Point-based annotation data
□ □ □
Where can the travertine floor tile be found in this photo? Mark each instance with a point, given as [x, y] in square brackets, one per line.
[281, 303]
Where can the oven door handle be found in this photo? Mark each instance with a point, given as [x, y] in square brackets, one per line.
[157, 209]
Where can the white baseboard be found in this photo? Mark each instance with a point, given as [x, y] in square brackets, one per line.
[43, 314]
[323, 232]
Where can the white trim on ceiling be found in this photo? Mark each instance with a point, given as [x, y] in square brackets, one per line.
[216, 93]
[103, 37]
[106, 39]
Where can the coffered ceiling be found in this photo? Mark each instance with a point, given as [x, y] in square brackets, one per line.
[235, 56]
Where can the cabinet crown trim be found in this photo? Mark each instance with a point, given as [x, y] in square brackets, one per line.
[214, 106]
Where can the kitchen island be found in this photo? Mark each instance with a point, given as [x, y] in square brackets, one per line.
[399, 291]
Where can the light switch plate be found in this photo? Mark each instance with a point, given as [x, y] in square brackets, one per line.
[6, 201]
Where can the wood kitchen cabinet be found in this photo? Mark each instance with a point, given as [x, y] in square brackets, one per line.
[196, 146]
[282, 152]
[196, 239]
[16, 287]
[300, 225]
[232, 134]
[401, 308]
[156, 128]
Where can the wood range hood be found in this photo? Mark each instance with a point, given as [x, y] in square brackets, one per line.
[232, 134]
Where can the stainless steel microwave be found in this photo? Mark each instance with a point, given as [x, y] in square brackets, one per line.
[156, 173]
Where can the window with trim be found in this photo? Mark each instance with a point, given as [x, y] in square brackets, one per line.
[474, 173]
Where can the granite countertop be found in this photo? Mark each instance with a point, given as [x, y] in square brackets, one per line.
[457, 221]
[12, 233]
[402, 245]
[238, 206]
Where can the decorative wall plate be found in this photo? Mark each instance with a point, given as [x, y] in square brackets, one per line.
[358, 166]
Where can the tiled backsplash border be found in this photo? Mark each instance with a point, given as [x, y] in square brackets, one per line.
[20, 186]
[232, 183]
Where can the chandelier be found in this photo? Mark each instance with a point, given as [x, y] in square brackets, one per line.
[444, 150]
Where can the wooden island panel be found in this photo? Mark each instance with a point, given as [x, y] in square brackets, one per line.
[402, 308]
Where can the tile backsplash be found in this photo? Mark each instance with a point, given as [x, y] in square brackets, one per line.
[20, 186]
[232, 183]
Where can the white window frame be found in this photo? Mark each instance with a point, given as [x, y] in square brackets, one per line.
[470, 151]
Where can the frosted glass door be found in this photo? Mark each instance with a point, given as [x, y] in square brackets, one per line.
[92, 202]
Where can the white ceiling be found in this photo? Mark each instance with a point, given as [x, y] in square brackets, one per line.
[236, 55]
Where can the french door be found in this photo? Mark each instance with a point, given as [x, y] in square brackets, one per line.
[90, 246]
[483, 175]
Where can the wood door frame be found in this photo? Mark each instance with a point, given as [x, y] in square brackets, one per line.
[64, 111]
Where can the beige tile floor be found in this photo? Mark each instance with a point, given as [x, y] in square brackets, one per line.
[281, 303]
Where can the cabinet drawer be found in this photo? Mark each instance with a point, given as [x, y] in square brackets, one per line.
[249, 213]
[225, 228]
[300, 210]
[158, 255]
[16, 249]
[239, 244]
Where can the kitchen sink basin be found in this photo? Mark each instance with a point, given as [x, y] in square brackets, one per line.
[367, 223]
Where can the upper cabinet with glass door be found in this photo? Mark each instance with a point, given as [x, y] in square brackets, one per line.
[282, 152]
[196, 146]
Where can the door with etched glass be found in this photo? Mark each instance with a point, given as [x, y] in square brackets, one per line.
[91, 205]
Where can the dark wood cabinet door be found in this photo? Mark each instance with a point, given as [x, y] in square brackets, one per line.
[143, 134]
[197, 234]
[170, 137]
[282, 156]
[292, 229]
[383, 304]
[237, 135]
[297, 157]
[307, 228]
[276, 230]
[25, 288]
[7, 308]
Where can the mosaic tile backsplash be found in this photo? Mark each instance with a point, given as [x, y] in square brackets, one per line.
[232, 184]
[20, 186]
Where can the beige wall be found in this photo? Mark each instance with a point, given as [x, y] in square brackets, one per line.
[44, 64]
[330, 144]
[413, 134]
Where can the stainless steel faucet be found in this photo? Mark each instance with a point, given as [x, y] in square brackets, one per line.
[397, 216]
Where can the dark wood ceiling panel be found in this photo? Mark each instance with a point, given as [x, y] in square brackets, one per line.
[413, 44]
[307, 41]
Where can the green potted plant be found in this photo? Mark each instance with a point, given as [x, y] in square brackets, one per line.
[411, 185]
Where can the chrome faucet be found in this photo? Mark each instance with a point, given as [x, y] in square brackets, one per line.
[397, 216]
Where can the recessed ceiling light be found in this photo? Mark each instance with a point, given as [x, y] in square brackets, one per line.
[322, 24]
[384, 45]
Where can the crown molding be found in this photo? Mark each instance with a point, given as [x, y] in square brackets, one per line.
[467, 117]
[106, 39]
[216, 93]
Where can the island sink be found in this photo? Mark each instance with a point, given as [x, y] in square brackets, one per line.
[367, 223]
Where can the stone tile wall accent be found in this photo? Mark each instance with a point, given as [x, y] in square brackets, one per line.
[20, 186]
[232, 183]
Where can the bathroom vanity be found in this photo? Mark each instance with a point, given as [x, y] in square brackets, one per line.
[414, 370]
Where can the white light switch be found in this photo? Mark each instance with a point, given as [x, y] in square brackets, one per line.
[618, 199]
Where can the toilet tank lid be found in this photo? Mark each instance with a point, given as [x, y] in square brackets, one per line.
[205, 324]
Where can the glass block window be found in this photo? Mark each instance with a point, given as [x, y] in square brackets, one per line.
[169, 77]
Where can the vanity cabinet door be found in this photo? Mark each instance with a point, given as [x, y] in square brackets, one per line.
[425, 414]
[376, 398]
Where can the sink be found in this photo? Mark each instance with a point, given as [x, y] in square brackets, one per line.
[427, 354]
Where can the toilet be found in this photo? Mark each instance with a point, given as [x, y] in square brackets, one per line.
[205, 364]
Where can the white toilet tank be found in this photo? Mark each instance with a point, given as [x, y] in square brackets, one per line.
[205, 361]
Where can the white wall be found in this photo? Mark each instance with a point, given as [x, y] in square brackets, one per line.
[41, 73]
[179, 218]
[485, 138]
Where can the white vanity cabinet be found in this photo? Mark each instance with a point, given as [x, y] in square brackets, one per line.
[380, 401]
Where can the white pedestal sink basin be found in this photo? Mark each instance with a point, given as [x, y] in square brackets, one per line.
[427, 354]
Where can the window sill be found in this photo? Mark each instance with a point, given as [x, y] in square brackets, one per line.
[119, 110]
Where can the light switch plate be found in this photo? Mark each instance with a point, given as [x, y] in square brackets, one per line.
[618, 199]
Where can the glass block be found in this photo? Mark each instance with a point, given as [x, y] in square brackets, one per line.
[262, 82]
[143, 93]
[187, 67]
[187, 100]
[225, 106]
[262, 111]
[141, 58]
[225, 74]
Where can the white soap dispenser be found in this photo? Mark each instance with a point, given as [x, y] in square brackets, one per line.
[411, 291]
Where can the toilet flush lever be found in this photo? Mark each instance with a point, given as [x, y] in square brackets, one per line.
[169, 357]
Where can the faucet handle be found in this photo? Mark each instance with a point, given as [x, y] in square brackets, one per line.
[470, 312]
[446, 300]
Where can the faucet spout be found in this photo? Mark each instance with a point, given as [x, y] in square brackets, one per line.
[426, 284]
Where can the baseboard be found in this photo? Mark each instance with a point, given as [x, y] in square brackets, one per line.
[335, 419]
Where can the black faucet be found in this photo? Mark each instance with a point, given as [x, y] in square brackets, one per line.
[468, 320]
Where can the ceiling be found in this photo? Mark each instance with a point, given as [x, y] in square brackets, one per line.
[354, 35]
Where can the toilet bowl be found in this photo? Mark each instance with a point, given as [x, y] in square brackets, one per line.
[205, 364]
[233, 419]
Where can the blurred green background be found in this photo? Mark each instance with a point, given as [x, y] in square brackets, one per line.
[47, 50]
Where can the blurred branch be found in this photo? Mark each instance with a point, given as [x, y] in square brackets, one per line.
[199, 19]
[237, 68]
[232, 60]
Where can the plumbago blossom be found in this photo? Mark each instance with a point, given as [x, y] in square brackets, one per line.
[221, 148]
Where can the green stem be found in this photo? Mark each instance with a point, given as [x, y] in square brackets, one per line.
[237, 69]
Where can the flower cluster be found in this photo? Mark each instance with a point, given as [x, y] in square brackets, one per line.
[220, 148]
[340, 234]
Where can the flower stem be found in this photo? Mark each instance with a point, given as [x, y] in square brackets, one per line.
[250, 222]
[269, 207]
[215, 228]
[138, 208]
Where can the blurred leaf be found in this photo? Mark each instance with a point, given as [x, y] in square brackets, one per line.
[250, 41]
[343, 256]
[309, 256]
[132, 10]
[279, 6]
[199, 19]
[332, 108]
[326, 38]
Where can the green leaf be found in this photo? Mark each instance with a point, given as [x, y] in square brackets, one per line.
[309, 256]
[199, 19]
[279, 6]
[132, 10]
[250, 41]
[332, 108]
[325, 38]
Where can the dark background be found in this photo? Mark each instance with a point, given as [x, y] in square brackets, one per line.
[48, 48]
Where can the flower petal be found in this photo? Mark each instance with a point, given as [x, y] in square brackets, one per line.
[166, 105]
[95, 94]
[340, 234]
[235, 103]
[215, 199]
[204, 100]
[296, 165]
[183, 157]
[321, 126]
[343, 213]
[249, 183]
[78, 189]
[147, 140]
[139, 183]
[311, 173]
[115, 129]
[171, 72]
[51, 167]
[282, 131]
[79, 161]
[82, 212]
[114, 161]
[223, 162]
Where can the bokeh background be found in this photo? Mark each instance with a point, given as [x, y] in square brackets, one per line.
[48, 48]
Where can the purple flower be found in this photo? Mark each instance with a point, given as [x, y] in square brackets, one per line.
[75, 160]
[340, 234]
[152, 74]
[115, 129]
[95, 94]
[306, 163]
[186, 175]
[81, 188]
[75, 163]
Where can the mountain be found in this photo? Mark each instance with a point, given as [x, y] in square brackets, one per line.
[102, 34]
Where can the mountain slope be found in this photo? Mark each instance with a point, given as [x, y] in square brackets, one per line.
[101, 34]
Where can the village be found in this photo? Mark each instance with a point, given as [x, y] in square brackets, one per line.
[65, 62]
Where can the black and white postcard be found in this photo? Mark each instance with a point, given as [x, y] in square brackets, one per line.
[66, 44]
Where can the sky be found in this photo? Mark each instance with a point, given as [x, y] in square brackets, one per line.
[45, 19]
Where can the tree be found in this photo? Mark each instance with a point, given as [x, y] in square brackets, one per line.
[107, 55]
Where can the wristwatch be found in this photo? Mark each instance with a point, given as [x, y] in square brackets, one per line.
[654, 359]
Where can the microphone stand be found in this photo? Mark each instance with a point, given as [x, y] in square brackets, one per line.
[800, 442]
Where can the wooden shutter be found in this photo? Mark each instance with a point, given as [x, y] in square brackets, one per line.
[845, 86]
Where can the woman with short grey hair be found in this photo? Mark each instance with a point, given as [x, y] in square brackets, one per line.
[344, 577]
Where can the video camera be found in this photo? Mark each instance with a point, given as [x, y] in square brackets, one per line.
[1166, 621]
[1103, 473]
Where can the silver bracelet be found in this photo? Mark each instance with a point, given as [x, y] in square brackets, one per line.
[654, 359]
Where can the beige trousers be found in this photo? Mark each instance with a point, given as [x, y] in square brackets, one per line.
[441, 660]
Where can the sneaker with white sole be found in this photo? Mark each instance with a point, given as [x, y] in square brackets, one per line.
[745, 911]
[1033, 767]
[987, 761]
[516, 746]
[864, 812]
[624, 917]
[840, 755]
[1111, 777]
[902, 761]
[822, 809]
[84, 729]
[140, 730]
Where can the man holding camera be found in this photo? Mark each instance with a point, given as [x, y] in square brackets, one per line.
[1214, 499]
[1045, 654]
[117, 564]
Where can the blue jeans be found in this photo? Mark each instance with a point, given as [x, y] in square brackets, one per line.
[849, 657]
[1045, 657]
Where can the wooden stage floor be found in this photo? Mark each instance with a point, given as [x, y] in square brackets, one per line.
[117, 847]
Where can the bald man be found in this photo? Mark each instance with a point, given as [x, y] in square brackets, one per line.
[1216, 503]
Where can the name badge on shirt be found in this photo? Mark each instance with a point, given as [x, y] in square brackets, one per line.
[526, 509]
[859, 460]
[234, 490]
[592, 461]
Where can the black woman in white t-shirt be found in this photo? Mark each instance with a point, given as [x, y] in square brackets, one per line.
□ □ □
_Work to do_: Reproduce only those lines of the entries above that run from the line with "Where can the wooden stage" to the final line.

_Task output_:
Where can the wooden stage floor be found in this photo? Mark each instance with a point, given as [x, y] in square brackets, one per line.
[117, 847]
Where can the bald man be found in this photo? Mark each instance with a point, given as [x, y] in square brackets, one per line.
[1216, 503]
Where can the name badge on shirt be found in this photo? Mark each instance with a point, given as [x, y] in square brackets, one per line.
[526, 509]
[859, 460]
[234, 490]
[592, 461]
Where can the black woman in white t-shirt be found in this photo? Mark each instance with a point, given as [x, y] in square brackets, one per line.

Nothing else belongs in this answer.